Your task:
Select every line in the items below that contains the word "ceiling" and copy each one out in full.

Task inputs:
=-=-=-=-=

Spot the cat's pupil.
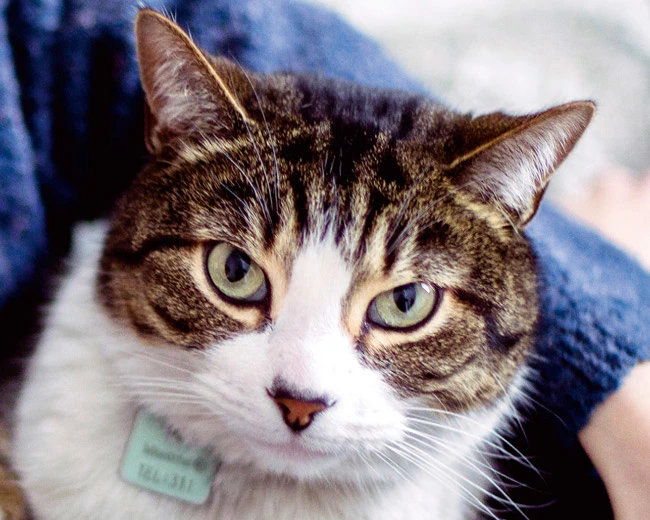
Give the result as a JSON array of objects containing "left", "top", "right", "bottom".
[
  {"left": 224, "top": 250, "right": 251, "bottom": 283},
  {"left": 393, "top": 283, "right": 417, "bottom": 314}
]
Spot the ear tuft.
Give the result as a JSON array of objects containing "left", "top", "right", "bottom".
[
  {"left": 451, "top": 101, "right": 596, "bottom": 227},
  {"left": 135, "top": 9, "right": 251, "bottom": 153}
]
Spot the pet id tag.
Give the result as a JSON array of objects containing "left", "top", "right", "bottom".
[{"left": 121, "top": 410, "right": 221, "bottom": 505}]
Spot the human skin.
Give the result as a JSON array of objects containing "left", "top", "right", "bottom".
[
  {"left": 560, "top": 168, "right": 650, "bottom": 520},
  {"left": 578, "top": 364, "right": 650, "bottom": 520}
]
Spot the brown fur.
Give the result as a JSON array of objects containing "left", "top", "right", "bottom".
[
  {"left": 0, "top": 425, "right": 29, "bottom": 520},
  {"left": 99, "top": 10, "right": 593, "bottom": 410}
]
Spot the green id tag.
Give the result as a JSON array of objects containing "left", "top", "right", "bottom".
[{"left": 122, "top": 410, "right": 221, "bottom": 504}]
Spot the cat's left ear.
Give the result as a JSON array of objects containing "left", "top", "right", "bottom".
[
  {"left": 450, "top": 101, "right": 596, "bottom": 228},
  {"left": 135, "top": 9, "right": 247, "bottom": 154}
]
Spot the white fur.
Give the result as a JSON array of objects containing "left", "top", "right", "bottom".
[{"left": 13, "top": 221, "right": 505, "bottom": 520}]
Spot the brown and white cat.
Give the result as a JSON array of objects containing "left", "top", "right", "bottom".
[{"left": 8, "top": 10, "right": 594, "bottom": 520}]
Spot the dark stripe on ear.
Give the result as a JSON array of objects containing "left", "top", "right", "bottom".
[{"left": 289, "top": 171, "right": 309, "bottom": 237}]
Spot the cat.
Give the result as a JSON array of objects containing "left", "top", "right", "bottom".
[{"left": 6, "top": 9, "right": 594, "bottom": 520}]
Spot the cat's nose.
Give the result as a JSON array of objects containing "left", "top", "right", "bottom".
[{"left": 267, "top": 386, "right": 334, "bottom": 432}]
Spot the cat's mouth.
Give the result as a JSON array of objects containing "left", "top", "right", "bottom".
[{"left": 249, "top": 437, "right": 337, "bottom": 463}]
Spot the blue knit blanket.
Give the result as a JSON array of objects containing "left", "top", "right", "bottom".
[{"left": 0, "top": 0, "right": 650, "bottom": 518}]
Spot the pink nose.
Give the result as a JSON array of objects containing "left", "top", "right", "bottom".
[
  {"left": 273, "top": 397, "right": 328, "bottom": 432},
  {"left": 267, "top": 381, "right": 334, "bottom": 432}
]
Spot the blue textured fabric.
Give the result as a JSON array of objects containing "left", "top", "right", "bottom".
[{"left": 0, "top": 0, "right": 650, "bottom": 512}]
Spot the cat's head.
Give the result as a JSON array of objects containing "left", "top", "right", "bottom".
[{"left": 98, "top": 10, "right": 594, "bottom": 486}]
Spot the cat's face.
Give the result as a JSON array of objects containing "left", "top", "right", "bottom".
[{"left": 98, "top": 11, "right": 593, "bottom": 488}]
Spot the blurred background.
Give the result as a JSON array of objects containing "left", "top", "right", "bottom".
[{"left": 311, "top": 0, "right": 650, "bottom": 269}]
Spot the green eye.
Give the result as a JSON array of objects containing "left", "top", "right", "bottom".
[
  {"left": 368, "top": 282, "right": 439, "bottom": 329},
  {"left": 206, "top": 243, "right": 268, "bottom": 303}
]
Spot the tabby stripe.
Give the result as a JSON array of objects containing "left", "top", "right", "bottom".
[
  {"left": 453, "top": 289, "right": 524, "bottom": 354},
  {"left": 105, "top": 236, "right": 198, "bottom": 265}
]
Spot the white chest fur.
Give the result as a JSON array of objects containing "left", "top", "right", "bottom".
[{"left": 13, "top": 226, "right": 500, "bottom": 520}]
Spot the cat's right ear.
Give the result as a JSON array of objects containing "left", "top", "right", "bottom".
[{"left": 135, "top": 9, "right": 247, "bottom": 154}]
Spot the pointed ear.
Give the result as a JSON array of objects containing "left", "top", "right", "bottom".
[
  {"left": 135, "top": 9, "right": 247, "bottom": 154},
  {"left": 450, "top": 101, "right": 596, "bottom": 228}
]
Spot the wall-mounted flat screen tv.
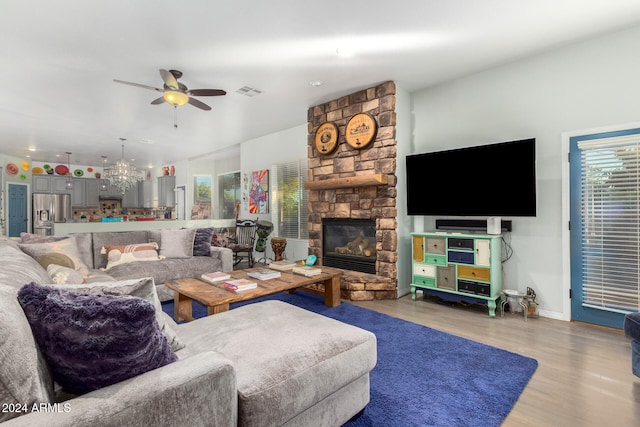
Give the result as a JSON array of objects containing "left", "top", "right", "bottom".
[{"left": 406, "top": 138, "right": 536, "bottom": 217}]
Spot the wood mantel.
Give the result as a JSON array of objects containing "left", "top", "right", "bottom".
[{"left": 304, "top": 173, "right": 389, "bottom": 190}]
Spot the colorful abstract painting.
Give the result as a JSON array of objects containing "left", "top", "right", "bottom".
[{"left": 249, "top": 169, "right": 269, "bottom": 213}]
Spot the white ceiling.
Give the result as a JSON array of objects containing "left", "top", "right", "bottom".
[{"left": 0, "top": 0, "right": 640, "bottom": 167}]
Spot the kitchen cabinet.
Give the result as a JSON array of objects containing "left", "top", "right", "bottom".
[
  {"left": 158, "top": 176, "right": 176, "bottom": 208},
  {"left": 71, "top": 178, "right": 98, "bottom": 208},
  {"left": 31, "top": 175, "right": 72, "bottom": 194}
]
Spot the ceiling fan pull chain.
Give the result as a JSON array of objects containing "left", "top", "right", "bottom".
[{"left": 173, "top": 105, "right": 178, "bottom": 129}]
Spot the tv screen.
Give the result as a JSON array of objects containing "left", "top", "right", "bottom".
[{"left": 406, "top": 138, "right": 536, "bottom": 217}]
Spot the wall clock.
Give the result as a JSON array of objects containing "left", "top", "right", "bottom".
[
  {"left": 345, "top": 113, "right": 378, "bottom": 149},
  {"left": 315, "top": 122, "right": 338, "bottom": 154}
]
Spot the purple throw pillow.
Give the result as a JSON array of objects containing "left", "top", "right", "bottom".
[
  {"left": 193, "top": 227, "right": 213, "bottom": 256},
  {"left": 18, "top": 283, "right": 178, "bottom": 392}
]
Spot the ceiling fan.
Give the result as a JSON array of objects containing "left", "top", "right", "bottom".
[{"left": 113, "top": 69, "right": 227, "bottom": 111}]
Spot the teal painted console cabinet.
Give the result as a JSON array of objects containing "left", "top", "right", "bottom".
[{"left": 411, "top": 232, "right": 502, "bottom": 317}]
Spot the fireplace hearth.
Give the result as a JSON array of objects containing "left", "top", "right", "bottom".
[{"left": 322, "top": 218, "right": 377, "bottom": 274}]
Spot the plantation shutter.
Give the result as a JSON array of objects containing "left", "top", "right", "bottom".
[
  {"left": 578, "top": 135, "right": 640, "bottom": 313},
  {"left": 271, "top": 159, "right": 309, "bottom": 239}
]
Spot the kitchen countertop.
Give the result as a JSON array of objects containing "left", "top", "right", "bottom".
[{"left": 53, "top": 219, "right": 235, "bottom": 236}]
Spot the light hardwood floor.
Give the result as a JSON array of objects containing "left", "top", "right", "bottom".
[{"left": 351, "top": 293, "right": 640, "bottom": 427}]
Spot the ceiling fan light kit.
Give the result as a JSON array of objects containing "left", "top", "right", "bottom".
[
  {"left": 163, "top": 90, "right": 189, "bottom": 107},
  {"left": 113, "top": 69, "right": 227, "bottom": 111}
]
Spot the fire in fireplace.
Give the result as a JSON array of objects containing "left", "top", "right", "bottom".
[{"left": 322, "top": 218, "right": 376, "bottom": 274}]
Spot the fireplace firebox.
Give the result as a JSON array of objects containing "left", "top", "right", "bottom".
[{"left": 322, "top": 218, "right": 377, "bottom": 274}]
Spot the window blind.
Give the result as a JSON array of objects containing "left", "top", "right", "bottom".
[
  {"left": 271, "top": 159, "right": 309, "bottom": 239},
  {"left": 578, "top": 135, "right": 640, "bottom": 313}
]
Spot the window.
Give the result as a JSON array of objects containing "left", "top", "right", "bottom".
[
  {"left": 218, "top": 172, "right": 240, "bottom": 219},
  {"left": 578, "top": 135, "right": 640, "bottom": 313},
  {"left": 271, "top": 159, "right": 309, "bottom": 239}
]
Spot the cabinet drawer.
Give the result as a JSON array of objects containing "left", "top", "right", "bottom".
[
  {"left": 449, "top": 237, "right": 473, "bottom": 251},
  {"left": 413, "top": 262, "right": 436, "bottom": 277},
  {"left": 447, "top": 251, "right": 475, "bottom": 264},
  {"left": 424, "top": 254, "right": 447, "bottom": 265},
  {"left": 458, "top": 280, "right": 491, "bottom": 296},
  {"left": 413, "top": 276, "right": 436, "bottom": 288},
  {"left": 425, "top": 237, "right": 447, "bottom": 255},
  {"left": 436, "top": 264, "right": 456, "bottom": 291},
  {"left": 458, "top": 265, "right": 491, "bottom": 282}
]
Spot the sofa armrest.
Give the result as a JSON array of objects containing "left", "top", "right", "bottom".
[
  {"left": 211, "top": 246, "right": 233, "bottom": 271},
  {"left": 2, "top": 352, "right": 238, "bottom": 427}
]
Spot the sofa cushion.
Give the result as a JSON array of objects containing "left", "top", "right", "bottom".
[
  {"left": 0, "top": 237, "right": 51, "bottom": 290},
  {"left": 63, "top": 277, "right": 184, "bottom": 351},
  {"left": 93, "top": 231, "right": 149, "bottom": 269},
  {"left": 177, "top": 301, "right": 377, "bottom": 426},
  {"left": 47, "top": 264, "right": 84, "bottom": 285},
  {"left": 35, "top": 252, "right": 75, "bottom": 269},
  {"left": 18, "top": 283, "right": 177, "bottom": 392},
  {"left": 0, "top": 284, "right": 53, "bottom": 422},
  {"left": 193, "top": 227, "right": 213, "bottom": 256},
  {"left": 20, "top": 232, "right": 69, "bottom": 243},
  {"left": 102, "top": 242, "right": 160, "bottom": 270},
  {"left": 18, "top": 236, "right": 89, "bottom": 276},
  {"left": 160, "top": 228, "right": 196, "bottom": 258}
]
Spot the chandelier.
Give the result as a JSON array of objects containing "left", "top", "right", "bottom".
[{"left": 103, "top": 138, "right": 143, "bottom": 195}]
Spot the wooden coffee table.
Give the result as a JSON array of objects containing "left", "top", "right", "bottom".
[{"left": 165, "top": 267, "right": 342, "bottom": 321}]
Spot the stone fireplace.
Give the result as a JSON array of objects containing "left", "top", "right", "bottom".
[
  {"left": 305, "top": 82, "right": 398, "bottom": 300},
  {"left": 322, "top": 218, "right": 377, "bottom": 274}
]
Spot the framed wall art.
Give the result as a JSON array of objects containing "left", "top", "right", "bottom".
[{"left": 249, "top": 169, "right": 269, "bottom": 214}]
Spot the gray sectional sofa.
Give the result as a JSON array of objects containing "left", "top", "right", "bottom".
[
  {"left": 21, "top": 230, "right": 233, "bottom": 301},
  {"left": 0, "top": 236, "right": 376, "bottom": 427}
]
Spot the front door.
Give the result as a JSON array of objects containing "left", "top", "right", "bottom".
[
  {"left": 8, "top": 184, "right": 29, "bottom": 237},
  {"left": 570, "top": 129, "right": 640, "bottom": 328}
]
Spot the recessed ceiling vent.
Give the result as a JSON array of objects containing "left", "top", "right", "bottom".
[{"left": 236, "top": 86, "right": 262, "bottom": 97}]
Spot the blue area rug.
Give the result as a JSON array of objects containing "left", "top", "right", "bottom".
[{"left": 162, "top": 292, "right": 538, "bottom": 427}]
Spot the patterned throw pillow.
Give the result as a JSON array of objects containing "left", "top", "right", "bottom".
[
  {"left": 193, "top": 227, "right": 213, "bottom": 256},
  {"left": 47, "top": 264, "right": 84, "bottom": 285},
  {"left": 35, "top": 252, "right": 75, "bottom": 268},
  {"left": 18, "top": 236, "right": 89, "bottom": 277},
  {"left": 18, "top": 283, "right": 178, "bottom": 392},
  {"left": 20, "top": 231, "right": 69, "bottom": 243},
  {"left": 61, "top": 277, "right": 184, "bottom": 351},
  {"left": 101, "top": 242, "right": 160, "bottom": 270},
  {"left": 160, "top": 228, "right": 196, "bottom": 258}
]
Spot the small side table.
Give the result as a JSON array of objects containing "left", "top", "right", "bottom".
[{"left": 500, "top": 289, "right": 529, "bottom": 322}]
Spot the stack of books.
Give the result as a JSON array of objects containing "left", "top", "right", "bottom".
[
  {"left": 293, "top": 265, "right": 322, "bottom": 276},
  {"left": 247, "top": 268, "right": 281, "bottom": 280},
  {"left": 224, "top": 279, "right": 258, "bottom": 292},
  {"left": 269, "top": 260, "right": 296, "bottom": 271},
  {"left": 200, "top": 271, "right": 231, "bottom": 283}
]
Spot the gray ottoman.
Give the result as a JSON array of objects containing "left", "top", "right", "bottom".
[{"left": 177, "top": 301, "right": 377, "bottom": 426}]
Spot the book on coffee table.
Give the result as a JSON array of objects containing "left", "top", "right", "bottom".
[
  {"left": 247, "top": 268, "right": 282, "bottom": 280},
  {"left": 293, "top": 265, "right": 322, "bottom": 276},
  {"left": 200, "top": 271, "right": 231, "bottom": 283},
  {"left": 269, "top": 260, "right": 296, "bottom": 271},
  {"left": 224, "top": 279, "right": 258, "bottom": 292}
]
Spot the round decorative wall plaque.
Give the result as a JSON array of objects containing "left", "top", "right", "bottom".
[
  {"left": 315, "top": 122, "right": 338, "bottom": 154},
  {"left": 345, "top": 113, "right": 378, "bottom": 149}
]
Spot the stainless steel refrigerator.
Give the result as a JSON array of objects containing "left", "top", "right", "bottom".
[{"left": 31, "top": 193, "right": 73, "bottom": 236}]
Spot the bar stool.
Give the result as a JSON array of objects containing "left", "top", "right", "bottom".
[{"left": 500, "top": 289, "right": 529, "bottom": 322}]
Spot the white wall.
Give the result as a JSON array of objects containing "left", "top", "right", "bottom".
[
  {"left": 240, "top": 123, "right": 309, "bottom": 260},
  {"left": 412, "top": 27, "right": 640, "bottom": 319}
]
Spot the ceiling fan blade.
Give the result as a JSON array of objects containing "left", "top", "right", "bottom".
[
  {"left": 113, "top": 79, "right": 163, "bottom": 92},
  {"left": 189, "top": 97, "right": 211, "bottom": 111},
  {"left": 160, "top": 68, "right": 180, "bottom": 89},
  {"left": 187, "top": 89, "right": 227, "bottom": 96}
]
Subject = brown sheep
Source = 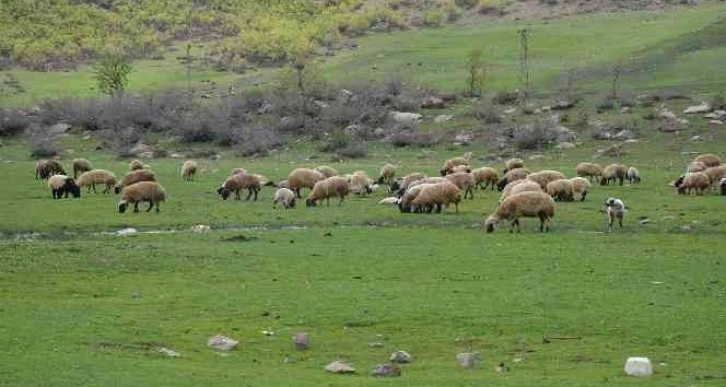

=-=-=-=-=

Output for this task:
Spot the white ceiling.
Spot the ceiling fan pull chain.
Spot the ceiling fan.
Spot the ceiling fan light kit.
Spot the recessed ceiling vent.
Spot the ceiling fan blade.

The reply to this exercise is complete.